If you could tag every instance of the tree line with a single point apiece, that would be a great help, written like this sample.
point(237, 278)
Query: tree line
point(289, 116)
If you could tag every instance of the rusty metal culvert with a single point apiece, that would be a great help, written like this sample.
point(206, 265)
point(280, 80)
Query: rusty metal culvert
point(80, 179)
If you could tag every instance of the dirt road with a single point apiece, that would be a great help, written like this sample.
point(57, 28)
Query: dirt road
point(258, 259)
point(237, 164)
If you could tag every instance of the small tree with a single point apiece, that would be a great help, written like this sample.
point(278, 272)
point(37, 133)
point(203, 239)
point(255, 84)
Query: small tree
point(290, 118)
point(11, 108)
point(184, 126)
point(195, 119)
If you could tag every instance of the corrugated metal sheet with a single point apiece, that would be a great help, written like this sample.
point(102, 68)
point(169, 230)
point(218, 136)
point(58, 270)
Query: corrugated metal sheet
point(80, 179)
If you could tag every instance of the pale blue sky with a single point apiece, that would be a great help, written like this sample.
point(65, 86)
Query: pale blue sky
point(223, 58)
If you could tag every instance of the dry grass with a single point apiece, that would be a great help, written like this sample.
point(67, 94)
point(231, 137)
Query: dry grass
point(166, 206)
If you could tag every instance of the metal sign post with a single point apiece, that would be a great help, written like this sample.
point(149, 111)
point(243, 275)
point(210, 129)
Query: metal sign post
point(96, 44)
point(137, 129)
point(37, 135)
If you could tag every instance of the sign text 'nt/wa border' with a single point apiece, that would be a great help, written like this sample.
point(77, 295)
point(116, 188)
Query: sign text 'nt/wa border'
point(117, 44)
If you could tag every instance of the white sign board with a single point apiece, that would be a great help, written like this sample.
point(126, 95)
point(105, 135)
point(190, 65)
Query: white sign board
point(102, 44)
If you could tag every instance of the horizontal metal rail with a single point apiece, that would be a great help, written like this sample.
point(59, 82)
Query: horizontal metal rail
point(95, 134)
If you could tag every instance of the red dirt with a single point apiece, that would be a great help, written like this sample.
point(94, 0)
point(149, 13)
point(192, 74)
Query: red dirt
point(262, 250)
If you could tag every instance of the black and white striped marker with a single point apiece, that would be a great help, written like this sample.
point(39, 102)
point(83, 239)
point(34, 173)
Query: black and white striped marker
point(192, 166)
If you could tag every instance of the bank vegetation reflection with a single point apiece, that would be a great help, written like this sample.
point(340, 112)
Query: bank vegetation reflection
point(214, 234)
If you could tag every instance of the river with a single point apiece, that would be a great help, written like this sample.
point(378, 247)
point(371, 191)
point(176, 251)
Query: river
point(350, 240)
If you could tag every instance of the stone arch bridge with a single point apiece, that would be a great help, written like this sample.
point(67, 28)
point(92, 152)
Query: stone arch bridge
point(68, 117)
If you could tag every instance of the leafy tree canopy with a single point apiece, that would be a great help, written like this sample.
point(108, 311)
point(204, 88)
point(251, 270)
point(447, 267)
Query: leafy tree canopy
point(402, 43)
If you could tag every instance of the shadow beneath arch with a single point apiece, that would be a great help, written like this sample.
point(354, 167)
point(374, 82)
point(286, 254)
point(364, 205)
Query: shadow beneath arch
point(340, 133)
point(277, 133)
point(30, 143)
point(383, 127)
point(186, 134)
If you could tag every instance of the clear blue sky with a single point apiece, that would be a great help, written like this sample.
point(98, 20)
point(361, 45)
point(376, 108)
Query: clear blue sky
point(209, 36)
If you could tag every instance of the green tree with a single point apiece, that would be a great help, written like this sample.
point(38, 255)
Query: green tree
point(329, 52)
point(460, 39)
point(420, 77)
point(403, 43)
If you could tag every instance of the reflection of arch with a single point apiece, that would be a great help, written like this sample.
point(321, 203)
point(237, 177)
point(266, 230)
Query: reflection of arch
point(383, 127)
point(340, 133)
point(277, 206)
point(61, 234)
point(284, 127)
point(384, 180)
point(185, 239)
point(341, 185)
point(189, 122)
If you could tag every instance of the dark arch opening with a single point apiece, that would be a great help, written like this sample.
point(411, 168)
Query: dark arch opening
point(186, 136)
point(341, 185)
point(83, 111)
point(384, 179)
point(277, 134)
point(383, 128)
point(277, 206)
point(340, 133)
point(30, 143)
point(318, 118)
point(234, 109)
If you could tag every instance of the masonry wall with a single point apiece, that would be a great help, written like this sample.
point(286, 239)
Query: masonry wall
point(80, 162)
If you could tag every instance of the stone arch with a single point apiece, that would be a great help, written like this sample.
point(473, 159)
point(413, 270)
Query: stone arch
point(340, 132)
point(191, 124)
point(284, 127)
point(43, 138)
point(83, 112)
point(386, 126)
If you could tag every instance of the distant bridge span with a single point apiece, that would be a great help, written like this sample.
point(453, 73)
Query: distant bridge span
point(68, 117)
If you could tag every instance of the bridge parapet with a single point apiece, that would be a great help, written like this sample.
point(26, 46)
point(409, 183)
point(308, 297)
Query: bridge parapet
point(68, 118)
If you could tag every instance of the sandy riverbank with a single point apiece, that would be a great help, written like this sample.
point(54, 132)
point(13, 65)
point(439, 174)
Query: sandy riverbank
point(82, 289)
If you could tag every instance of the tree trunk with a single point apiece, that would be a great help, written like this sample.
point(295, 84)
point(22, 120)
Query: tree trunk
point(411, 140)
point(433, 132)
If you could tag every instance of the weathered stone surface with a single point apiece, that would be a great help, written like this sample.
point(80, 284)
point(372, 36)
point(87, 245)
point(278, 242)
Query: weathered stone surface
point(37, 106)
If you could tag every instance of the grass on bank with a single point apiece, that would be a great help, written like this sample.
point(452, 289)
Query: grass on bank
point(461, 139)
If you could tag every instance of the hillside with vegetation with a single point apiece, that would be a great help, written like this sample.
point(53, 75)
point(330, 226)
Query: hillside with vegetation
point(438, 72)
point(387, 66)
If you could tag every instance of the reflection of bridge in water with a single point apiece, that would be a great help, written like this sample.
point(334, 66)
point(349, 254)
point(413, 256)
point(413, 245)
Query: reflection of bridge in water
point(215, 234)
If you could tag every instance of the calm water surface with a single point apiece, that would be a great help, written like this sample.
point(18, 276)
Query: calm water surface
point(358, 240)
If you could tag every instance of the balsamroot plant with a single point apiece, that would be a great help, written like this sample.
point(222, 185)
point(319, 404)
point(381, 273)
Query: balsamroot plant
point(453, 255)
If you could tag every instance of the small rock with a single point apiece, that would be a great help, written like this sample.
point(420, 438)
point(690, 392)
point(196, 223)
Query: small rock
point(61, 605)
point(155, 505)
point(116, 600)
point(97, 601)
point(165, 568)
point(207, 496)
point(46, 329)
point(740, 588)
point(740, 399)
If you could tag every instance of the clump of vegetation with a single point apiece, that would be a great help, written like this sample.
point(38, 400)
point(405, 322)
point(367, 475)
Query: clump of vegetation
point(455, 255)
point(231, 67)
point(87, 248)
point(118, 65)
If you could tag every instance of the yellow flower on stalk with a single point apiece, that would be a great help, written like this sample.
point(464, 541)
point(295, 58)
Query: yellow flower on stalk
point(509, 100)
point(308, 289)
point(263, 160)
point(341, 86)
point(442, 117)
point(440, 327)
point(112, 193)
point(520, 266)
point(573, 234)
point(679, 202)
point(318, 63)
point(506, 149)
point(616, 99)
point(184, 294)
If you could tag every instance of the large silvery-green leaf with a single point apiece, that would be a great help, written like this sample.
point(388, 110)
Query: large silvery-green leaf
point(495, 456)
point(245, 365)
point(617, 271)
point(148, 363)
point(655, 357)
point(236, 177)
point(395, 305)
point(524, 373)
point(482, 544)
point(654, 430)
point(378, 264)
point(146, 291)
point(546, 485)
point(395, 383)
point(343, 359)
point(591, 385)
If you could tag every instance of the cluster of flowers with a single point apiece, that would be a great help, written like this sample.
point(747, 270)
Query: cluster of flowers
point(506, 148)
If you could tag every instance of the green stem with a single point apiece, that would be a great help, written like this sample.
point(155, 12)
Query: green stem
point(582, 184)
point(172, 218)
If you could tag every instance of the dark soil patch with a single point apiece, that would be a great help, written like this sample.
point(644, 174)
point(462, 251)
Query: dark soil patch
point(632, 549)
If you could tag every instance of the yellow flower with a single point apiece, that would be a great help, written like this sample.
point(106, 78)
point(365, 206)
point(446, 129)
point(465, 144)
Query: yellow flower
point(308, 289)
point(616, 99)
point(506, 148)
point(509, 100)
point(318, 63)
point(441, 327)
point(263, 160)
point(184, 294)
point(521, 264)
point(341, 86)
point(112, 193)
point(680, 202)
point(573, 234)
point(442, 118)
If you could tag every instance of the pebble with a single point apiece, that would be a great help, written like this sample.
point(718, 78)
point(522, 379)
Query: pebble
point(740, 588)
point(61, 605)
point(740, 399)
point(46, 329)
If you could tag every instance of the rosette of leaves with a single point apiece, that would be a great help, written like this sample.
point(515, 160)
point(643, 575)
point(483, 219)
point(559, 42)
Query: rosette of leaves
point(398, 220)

--

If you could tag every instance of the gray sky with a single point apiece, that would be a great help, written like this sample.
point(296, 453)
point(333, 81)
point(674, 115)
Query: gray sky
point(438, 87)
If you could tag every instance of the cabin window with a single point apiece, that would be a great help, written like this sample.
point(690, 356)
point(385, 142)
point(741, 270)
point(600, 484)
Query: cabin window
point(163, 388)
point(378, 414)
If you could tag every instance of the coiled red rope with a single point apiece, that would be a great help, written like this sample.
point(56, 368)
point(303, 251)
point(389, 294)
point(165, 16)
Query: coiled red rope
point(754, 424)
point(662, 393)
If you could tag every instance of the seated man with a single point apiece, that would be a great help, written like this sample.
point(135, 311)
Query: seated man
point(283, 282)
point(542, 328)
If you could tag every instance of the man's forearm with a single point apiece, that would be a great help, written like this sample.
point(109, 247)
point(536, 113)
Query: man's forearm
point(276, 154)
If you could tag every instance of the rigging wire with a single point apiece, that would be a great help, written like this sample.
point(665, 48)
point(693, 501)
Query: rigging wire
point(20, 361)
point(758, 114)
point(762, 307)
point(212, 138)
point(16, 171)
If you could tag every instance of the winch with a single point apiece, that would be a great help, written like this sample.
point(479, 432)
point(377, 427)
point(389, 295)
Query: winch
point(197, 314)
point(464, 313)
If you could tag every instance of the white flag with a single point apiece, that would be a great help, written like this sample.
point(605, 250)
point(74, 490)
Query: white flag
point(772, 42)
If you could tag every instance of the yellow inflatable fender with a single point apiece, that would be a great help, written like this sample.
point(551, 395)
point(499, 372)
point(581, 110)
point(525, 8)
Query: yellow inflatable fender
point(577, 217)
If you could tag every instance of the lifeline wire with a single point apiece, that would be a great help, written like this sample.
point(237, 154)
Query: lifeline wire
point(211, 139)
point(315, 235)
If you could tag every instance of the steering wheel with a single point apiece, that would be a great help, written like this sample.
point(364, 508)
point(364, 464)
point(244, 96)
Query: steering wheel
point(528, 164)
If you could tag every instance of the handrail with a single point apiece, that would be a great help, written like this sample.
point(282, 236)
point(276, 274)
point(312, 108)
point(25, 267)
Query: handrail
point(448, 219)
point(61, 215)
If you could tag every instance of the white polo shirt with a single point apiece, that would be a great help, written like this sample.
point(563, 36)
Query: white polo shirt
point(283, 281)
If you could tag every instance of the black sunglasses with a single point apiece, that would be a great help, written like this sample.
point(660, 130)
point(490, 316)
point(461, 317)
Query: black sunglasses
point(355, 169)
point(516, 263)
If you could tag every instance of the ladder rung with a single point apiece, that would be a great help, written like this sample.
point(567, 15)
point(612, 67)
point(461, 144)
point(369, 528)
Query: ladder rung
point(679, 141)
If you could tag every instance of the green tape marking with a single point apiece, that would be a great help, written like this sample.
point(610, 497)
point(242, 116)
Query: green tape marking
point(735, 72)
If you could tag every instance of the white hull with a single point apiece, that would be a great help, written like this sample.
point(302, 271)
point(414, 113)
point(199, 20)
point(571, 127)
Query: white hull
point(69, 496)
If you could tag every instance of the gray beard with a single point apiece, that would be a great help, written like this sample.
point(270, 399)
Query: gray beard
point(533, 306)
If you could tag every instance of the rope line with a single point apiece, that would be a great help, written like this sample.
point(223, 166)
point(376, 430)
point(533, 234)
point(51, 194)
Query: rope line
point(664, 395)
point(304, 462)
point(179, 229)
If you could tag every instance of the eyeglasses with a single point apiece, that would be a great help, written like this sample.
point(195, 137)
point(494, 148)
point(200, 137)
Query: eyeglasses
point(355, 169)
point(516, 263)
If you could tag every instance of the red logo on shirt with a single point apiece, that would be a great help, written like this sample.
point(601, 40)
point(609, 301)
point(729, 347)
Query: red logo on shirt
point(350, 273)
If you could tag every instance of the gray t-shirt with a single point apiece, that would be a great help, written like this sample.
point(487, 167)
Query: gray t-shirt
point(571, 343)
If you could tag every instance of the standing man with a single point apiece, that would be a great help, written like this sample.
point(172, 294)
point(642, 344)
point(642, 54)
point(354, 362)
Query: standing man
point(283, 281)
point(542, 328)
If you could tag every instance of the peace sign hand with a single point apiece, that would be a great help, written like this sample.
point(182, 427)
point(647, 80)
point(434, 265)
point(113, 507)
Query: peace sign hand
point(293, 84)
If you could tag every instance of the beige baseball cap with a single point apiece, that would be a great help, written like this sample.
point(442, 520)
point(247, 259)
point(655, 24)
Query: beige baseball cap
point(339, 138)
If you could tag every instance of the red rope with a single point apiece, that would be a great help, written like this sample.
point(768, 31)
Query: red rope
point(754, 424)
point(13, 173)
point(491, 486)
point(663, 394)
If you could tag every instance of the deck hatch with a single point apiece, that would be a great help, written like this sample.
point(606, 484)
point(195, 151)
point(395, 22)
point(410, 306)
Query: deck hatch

---

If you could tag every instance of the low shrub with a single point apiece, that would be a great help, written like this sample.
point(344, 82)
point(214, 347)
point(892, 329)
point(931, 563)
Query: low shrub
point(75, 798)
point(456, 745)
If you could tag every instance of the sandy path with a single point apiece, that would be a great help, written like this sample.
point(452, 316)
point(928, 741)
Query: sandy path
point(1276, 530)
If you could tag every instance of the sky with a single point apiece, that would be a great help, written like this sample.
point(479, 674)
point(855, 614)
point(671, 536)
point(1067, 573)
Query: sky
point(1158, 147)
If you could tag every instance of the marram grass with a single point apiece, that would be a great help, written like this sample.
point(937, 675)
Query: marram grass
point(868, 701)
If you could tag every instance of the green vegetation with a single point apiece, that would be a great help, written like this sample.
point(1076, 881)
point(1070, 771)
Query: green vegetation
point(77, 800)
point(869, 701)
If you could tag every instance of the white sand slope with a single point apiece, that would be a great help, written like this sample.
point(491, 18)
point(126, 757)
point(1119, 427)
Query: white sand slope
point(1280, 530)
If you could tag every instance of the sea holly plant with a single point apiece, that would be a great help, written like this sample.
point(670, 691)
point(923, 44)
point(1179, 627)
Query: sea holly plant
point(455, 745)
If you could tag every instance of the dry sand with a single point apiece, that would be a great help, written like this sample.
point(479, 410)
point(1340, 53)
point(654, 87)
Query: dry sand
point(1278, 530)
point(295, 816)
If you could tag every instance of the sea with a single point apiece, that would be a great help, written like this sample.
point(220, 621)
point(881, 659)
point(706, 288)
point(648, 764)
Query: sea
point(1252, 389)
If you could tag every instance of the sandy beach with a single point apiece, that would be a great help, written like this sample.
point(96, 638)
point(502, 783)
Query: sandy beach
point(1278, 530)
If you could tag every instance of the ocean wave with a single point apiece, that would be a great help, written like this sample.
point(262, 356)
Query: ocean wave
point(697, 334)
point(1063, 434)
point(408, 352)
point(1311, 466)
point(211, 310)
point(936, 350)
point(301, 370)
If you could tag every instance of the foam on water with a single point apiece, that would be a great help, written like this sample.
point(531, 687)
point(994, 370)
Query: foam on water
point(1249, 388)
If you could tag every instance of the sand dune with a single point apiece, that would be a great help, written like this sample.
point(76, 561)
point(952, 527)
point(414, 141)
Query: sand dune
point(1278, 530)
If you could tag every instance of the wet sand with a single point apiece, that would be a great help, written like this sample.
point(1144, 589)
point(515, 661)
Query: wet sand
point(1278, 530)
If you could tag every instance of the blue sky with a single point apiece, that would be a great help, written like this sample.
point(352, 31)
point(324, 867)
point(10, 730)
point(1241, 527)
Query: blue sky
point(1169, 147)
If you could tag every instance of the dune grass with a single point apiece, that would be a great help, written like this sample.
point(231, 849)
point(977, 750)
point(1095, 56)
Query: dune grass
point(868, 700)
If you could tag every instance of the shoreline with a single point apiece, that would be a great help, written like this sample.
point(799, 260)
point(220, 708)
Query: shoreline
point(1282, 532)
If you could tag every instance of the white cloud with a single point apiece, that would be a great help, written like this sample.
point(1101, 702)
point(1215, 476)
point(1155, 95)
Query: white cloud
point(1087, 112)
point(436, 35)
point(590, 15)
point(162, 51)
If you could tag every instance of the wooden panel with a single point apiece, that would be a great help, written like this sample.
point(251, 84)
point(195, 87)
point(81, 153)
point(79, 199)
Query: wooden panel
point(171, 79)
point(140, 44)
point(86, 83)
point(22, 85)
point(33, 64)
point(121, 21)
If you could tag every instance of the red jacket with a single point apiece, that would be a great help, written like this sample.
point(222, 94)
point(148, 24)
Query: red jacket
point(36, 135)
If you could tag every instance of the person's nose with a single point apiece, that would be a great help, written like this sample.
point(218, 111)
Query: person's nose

Exercise goal => Lines wanted from the listing above: the line with "If you could tag every instance of the tree line" up to and including the line with "If you could tag every instance of the dirt". Please write them out exactly, adding nothing else.

Your response =>
If you could tag every instance of the tree line with a single point apiece, that would be a great help, written like this sample.
point(237, 278)
Query: tree line
point(289, 116)
If you could tag every instance of the rusty metal culvert with a single point apiece, that would be a great help, written like this sample.
point(206, 265)
point(280, 80)
Query: rusty metal culvert
point(80, 179)
If you could tag every instance of the dirt road with a single point apiece, that would be a great help, written like this sample.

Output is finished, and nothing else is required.